[THE EXERCISE]
Put the lines from the start of the material up to and including the line containing "x=103 y=205" into a JSON list of strings, one string per line, with blank lines omitted. Leave the pictures out of the answer.

(Object location annotation data)
===============

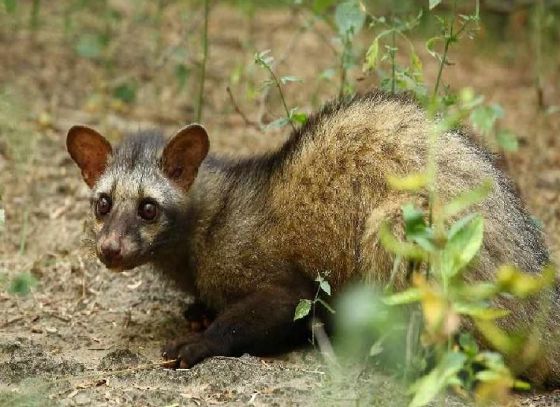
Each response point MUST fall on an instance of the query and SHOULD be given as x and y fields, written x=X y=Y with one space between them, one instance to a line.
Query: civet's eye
x=148 y=209
x=103 y=205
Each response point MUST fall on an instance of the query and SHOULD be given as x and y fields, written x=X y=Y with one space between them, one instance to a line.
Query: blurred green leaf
x=468 y=344
x=371 y=56
x=430 y=385
x=302 y=309
x=320 y=6
x=290 y=78
x=10 y=6
x=507 y=140
x=410 y=182
x=433 y=3
x=22 y=284
x=404 y=297
x=480 y=311
x=327 y=74
x=90 y=46
x=349 y=17
x=126 y=92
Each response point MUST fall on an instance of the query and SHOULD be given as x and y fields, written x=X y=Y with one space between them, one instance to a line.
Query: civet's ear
x=90 y=150
x=184 y=153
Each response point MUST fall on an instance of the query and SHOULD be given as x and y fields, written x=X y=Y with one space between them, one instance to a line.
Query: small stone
x=81 y=399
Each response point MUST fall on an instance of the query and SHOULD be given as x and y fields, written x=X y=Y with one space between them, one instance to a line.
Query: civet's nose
x=110 y=250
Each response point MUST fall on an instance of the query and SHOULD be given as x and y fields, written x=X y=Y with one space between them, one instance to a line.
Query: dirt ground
x=86 y=336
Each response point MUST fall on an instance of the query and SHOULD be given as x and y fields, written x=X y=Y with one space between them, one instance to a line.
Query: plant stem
x=277 y=83
x=204 y=59
x=34 y=20
x=343 y=73
x=393 y=64
x=448 y=39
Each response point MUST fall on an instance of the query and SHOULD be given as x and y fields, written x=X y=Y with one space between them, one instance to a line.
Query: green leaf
x=10 y=5
x=22 y=284
x=433 y=3
x=430 y=385
x=349 y=17
x=182 y=73
x=89 y=46
x=404 y=297
x=277 y=124
x=507 y=140
x=480 y=311
x=325 y=286
x=326 y=305
x=371 y=56
x=414 y=220
x=264 y=59
x=302 y=309
x=467 y=199
x=297 y=117
x=464 y=241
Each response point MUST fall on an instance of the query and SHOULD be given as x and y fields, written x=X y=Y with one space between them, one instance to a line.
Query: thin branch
x=204 y=59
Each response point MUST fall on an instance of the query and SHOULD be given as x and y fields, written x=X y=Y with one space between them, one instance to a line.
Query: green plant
x=292 y=116
x=305 y=306
x=200 y=103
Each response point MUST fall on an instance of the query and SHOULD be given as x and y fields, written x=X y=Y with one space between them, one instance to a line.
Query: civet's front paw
x=186 y=352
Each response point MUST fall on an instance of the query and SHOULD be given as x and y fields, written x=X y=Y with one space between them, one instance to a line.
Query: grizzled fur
x=248 y=237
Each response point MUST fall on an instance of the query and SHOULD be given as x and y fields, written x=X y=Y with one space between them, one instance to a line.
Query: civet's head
x=138 y=189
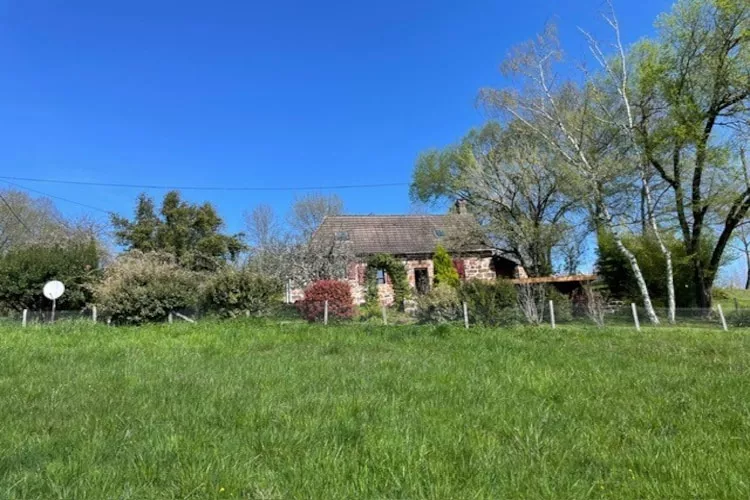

===============

[OUTPUT BELOW]
[
  "Each response point MUST fall on an instance of the query and SHOULD be given as x and y fields, written x=X y=Y with one space between them, one instance to a line.",
  "Query: civet's eye",
  "x=148 y=209",
  "x=103 y=205"
]